9年前、長野県で男子中学生が、酒を飲んだ男の運転する車にはねられ、死亡しました。男が事故後に向かったのはコンビニ。目的は口臭防止剤を購入することでした。すぐに救護されていれば、命だけは助かったのでは?両親の闘いを取材しました。
息子の命奪った事故 検察は

和田善光さんと真理さん。9年前、長男の樹生さん(当時中学3年)を交通事故で亡くした。
和田善光さん
「今年はしっかりと樹生の事件にかたをつけて、必ず良い報告ができるようにするよと」
2人は、運転していた男が息子をすぐに救護していれば、命だけは助かったのではないかと考えている。
事故は3度の刑事裁判が行われる異例の経過をたどり、今は最高裁の判断が待たれている。
和田真理さん
「樹生のいない…会えなくなってしまった年数を重ねることの辛さを、新しい年を迎えるときには強く感じます」
2015年3月、事故は長野県佐久市で起きた。

夜10時すぎ。中学3年の樹生さんは、学習塾から帰る途中だった。横断歩道を渡れば、家族の待つマンション。そこに、酒を飲んだ男が運転する速度オーバーの車が突っ込んだ。
真理さん
「大きな衝突音を聞いて、いつもよりもちょっと帰りが遅い、外で何か事故があったみたいで気になるので…」
善光さんが外に出ると、40メートル以上飛ばされた樹生さんを何人かが囲んでいた。
酷い傷…だが、まだ息がある。
善光さん
「頭から血を流していて、一刻も早く病院に連れて行かなくてはと」
市の中心部なのに、救急車が到着したのは事故から20分以上あとだった。病院で懸命の処置が行われたが、及ばなかった。
• • •
**課題の目的:** 中学生の交通事故を扱った記事から、「事故は3度の刑事裁判が行われ」から「善光さんが外に出ると、40メートル以上飛ばされた樹生さんを何人かが囲んでいた。」までの部分をそのまま書き写してください。

**データ:**
• • •
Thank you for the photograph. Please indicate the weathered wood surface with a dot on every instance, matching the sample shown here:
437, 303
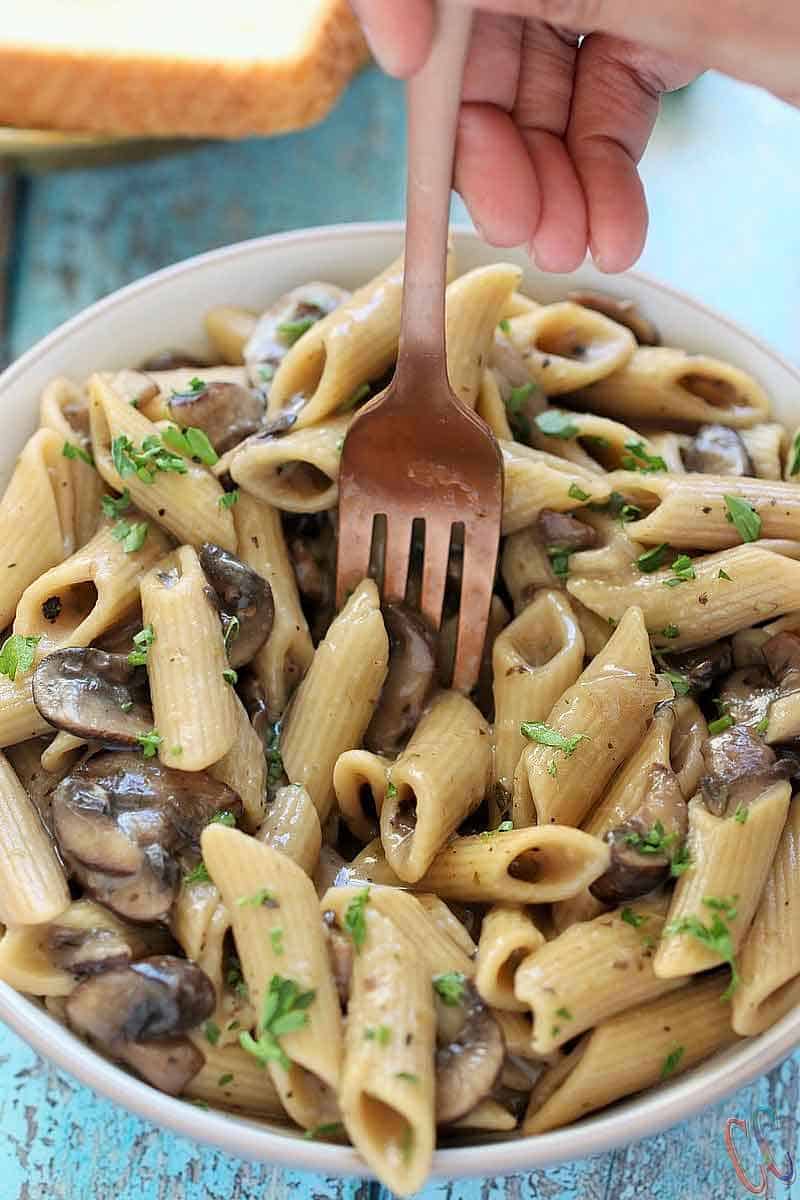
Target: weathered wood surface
725, 192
• • •
**解答:**
事故は3度の刑事裁判が行われる異例の経過をたどり、今は最高裁の判断が待たれている。
和田真理さん
「樹生のいない…会えなくなってしまった年数を重ねることの辛さを、新しい年を迎えるときには強く感じます」
2015年3月、事故は長野県佐久市で起きた。

夜10時すぎ。中学3年の樹生さんは、学習塾から帰る途中だった。横断歩道を渡れば、家族の待つマンション。そこに、酒を飲んだ男が運転する速度オーバーの車が突っ込んだ。
真理さん
「大きな衝突音を聞いて、いつもよりもちょっと帰りが遅い、外で何か事故があったみたいで気になるので…」
善光さんが外に出ると、40メートル以上飛ばされた樹生さんを何人かが囲んでいた。